Scale up every bounding-box coordinate from the line containing "Automatic pre-labeling failed for boulder." through the end of the listing by a factor of 2.1, rounding each to a whole number with halves rounding up. Rewrite only that stretch, every line of it, including the lines that have no coordinates.

==============================

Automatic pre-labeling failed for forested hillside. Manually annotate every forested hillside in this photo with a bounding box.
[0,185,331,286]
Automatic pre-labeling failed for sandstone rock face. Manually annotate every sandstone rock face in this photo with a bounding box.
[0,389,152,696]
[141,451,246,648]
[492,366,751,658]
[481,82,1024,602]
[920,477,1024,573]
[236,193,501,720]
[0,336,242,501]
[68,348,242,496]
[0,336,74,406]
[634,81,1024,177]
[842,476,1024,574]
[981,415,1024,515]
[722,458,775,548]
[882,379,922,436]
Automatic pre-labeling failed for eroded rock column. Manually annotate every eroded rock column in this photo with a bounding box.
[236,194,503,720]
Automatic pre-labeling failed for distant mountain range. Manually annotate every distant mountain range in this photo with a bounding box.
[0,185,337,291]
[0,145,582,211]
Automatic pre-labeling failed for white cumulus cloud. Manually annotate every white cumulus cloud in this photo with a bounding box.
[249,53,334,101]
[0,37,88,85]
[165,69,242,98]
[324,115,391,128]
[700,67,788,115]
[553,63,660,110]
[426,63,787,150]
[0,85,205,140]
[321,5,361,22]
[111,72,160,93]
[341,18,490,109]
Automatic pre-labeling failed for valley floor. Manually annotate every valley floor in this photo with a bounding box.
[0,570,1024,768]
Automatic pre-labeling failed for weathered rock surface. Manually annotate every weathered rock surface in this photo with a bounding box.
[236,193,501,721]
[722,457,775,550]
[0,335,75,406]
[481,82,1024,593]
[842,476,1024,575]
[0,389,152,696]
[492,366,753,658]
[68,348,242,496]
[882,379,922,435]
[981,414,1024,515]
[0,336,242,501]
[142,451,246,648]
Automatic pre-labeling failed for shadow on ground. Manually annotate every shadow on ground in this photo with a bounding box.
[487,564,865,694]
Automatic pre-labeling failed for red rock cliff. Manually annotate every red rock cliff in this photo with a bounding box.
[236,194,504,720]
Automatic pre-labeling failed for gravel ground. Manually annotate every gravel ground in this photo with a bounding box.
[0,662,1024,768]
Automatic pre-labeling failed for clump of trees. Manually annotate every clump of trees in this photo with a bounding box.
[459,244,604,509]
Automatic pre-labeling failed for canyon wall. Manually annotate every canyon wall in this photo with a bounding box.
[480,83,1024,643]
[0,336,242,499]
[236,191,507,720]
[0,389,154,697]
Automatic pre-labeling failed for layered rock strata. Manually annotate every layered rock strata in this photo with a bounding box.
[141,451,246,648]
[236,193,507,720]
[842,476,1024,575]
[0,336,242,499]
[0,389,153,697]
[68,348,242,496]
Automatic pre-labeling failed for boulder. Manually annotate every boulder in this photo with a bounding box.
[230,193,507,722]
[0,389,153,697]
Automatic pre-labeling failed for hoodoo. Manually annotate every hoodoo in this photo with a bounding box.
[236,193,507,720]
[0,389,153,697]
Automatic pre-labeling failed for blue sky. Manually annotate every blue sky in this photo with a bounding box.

==============================

_COMPLETE ANSWER_:
Automatic pre-labeling failed for boulder. Manually annotate every boulder in this photo with a bounding box.
[483,405,1065,1516]
[0,817,321,1464]
Automatic pre-labeling failed for hoodoo. Manually annotate every hoodoo in this photo with a bounding box.
[496,405,1065,1512]
[0,817,321,1464]
Automatic pre-labeling failed for blue sky. Manually annotate every blue sky in this photo with a bounding box.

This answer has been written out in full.